Problem details: Below are some entries; state how many of their lines contain the word "record", with nothing else in the reply.

Dataset entries:
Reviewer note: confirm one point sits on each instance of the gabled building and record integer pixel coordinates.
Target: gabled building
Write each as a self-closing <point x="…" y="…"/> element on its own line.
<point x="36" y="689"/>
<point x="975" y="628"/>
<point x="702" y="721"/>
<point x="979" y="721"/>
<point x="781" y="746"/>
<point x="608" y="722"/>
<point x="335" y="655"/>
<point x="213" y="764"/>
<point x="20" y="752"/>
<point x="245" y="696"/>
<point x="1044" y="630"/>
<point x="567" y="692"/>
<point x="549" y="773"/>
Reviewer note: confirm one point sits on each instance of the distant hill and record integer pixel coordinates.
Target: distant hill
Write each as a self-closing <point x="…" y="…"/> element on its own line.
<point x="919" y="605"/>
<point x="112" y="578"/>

Response for this exercise: 2